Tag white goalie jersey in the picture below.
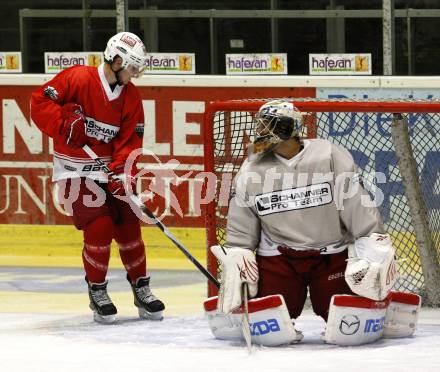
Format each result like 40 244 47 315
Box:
226 139 384 256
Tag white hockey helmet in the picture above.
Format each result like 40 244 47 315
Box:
254 99 303 152
104 32 147 76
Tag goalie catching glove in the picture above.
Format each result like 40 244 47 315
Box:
345 233 397 301
211 245 258 314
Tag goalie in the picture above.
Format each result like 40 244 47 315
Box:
205 100 420 345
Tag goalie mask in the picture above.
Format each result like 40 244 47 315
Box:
104 32 147 77
252 100 303 154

• [Problem]: Quote all of the rows above word for word, leaving out the pictures.

• [Exercise response]:
Tag white goalie jersey in the picture below.
Format each result like 40 244 47 315
Box:
226 139 384 256
Tag white hockey helmet in the picture above.
Format each result like 40 244 47 315
Box:
254 99 303 152
104 32 147 76
Tag goalie catching glove in the picture above.
Format each result like 40 244 47 315
Box:
345 233 397 301
211 245 258 314
Tag goalie in the picture above.
Format each result like 40 244 47 315
Box:
205 100 420 345
Tag goalie mask in the picture above.
Format each result like 40 244 47 315
Box:
104 32 147 77
252 100 303 154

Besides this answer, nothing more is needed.